Recast the listing below as a Markdown table with two columns, Row and Entry. Put the row number under Row and the line's text under Entry, and leave out blank lines.
►
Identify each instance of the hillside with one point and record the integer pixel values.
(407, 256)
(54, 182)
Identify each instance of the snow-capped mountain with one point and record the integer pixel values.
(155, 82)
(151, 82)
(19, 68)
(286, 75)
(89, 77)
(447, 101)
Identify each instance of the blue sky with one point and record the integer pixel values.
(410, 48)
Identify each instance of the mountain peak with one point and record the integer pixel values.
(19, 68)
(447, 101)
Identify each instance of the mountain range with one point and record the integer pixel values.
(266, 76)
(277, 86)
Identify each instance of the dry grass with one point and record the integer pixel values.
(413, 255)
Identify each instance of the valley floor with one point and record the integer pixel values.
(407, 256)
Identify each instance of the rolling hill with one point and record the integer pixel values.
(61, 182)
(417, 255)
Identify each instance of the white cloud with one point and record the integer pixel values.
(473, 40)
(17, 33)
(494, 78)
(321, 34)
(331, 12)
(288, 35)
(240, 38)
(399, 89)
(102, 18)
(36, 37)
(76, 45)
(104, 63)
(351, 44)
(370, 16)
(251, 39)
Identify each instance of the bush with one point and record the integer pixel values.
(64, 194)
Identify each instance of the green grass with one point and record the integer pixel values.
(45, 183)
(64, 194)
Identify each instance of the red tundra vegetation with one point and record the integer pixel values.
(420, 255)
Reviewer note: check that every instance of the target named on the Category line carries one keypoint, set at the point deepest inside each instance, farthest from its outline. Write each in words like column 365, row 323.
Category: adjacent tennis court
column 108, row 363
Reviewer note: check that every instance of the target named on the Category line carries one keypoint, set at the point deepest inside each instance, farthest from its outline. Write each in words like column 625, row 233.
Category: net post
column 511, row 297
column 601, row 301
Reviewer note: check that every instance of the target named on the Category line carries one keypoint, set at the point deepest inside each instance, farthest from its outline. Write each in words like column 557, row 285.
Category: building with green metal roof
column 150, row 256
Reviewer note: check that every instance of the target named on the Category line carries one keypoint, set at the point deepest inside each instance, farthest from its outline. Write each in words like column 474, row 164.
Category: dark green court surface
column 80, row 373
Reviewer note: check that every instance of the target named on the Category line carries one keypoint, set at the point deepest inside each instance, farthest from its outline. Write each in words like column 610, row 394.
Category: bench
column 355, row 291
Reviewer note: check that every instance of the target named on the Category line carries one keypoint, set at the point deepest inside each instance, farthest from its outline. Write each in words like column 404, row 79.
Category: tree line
◄
■ Exercise result:
| Row | Entry |
|---|---|
| 1 | Identify each instance of the hillside with one point and record the integer pixel values. |
| 2 | (407, 256) |
| 3 | (54, 182) |
| 4 | Identify each instance of the snow-capped mountain with one point and record the integer pixel values. |
| 5 | (155, 82) |
| 6 | (151, 82) |
| 7 | (19, 68) |
| 8 | (286, 75) |
| 9 | (89, 77) |
| 10 | (447, 101) |
| 11 | Identify each instance of the blue sky with one point and record the integer pixel values. |
| 12 | (410, 48) |
| 13 | Identify each instance of the mountain peak with one point and record the integer pixel values. |
| 14 | (19, 68) |
| 15 | (447, 101) |
| 16 | Identify each instance of the mountain range with one point and record the integer pixel values. |
| 17 | (266, 76) |
| 18 | (277, 86) |
| 19 | Identify each instance of the dry grass with one point and record the integer pixel values. |
| 20 | (413, 255) |
| 21 | Identify each instance of the valley floor with one point and record the integer pixel values. |
| 22 | (407, 256) |
| 23 | Identify each instance of the rolling hill with one point and record the integer pixel values. |
| 24 | (61, 182) |
| 25 | (417, 255) |
| 26 | Identify each instance of the white cloud with one point and record the integer pixel values. |
| 27 | (473, 40) |
| 28 | (17, 33) |
| 29 | (494, 78) |
| 30 | (321, 34) |
| 31 | (331, 12) |
| 32 | (288, 35) |
| 33 | (240, 38) |
| 34 | (399, 89) |
| 35 | (102, 18) |
| 36 | (36, 37) |
| 37 | (76, 45) |
| 38 | (104, 63) |
| 39 | (351, 44) |
| 40 | (370, 16) |
| 41 | (251, 39) |
| 42 | Identify each instance of the bush with one point and record the integer pixel values. |
| 43 | (64, 194) |
| 44 | Identify each instance of the green grass with one point and record the integer pixel values. |
| 45 | (45, 183) |
| 46 | (64, 194) |
| 47 | Identify each instance of the red tundra vegetation with one point and record the integer pixel values. |
| 48 | (420, 255) |
| 49 | Reviewer note: check that every instance of the target named on the Category line carries one keypoint, set at the point deepest inside each instance, farthest from its outline. Write each in words like column 365, row 323. |
| 50 | Category: adjacent tennis court |
| 51 | column 108, row 363 |
| 52 | Reviewer note: check that every instance of the target named on the Category line carries one keypoint, set at the point deepest inside each instance, farthest from its outline. Write each in words like column 625, row 233. |
| 53 | Category: net post |
| 54 | column 511, row 297 |
| 55 | column 601, row 301 |
| 56 | Reviewer note: check that every instance of the target named on the Category line carries one keypoint, set at the point deepest inside each instance, farthest from its outline. Write each in words like column 557, row 285. |
| 57 | Category: building with green metal roof |
| 58 | column 150, row 256 |
| 59 | Reviewer note: check that every instance of the target named on the Category line carries one keypoint, set at the point deepest inside each instance, farthest from its outline. Write each in words like column 474, row 164. |
| 60 | Category: dark green court surface |
| 61 | column 80, row 373 |
| 62 | Reviewer note: check that every instance of the target named on the Category line carries one keypoint, set at the point deepest inside each instance, farthest from its outline. Write each in words like column 610, row 394. |
| 63 | Category: bench |
| 64 | column 355, row 291 |
| 65 | Reviewer note: check that every instance of the target named on the Category line carries one keypoint, set at the point deepest inside each instance, farthest from its outline. Write each in words like column 404, row 79. |
| 66 | Category: tree line |